## DIRECTIONS
Copy out the material word for word, starting at the line that contains "of the shrub" and ending with the line that contains "[(161, 455)]", both lines included.

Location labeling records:
◆ ◆ ◆ ◆
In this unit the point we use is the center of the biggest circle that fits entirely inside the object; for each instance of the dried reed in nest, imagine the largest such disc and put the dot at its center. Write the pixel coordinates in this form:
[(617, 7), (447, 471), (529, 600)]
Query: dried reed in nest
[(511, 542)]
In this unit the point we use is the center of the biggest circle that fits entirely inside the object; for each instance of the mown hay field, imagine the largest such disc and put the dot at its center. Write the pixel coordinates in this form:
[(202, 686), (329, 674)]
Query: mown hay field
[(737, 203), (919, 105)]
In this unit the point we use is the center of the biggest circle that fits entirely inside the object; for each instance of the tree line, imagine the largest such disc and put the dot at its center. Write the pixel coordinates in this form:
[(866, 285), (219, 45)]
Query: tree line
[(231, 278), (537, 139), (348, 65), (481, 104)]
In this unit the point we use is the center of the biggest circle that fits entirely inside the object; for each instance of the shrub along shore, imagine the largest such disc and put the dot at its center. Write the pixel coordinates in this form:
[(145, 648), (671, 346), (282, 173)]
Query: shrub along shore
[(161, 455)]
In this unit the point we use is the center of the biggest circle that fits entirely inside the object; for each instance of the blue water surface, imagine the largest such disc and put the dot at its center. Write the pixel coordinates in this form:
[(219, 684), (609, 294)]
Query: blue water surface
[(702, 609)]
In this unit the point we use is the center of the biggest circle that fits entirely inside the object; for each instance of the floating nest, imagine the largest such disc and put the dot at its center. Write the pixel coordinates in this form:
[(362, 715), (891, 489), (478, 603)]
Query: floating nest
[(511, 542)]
◆ ◆ ◆ ◆
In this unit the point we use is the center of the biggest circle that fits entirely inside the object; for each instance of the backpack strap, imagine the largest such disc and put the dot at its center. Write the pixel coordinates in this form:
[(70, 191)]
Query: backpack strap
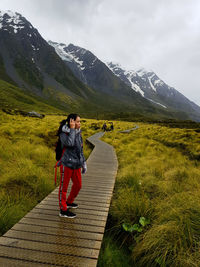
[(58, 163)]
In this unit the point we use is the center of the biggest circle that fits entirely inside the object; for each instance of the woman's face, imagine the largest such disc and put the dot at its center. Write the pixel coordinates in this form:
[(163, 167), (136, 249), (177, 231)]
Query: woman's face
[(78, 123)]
◆ ◆ ◆ ◆
## RESULT FOR THIS TASK
In this unit the point we use is the center of the biggest circle that fits entirely inside the object; for each instance of the shrub along shore, imagine the largest such disc and put the dot at its center. Write the pixel coordinates in this form:
[(145, 648), (671, 346), (282, 173)]
Query: shrub along shore
[(161, 455)]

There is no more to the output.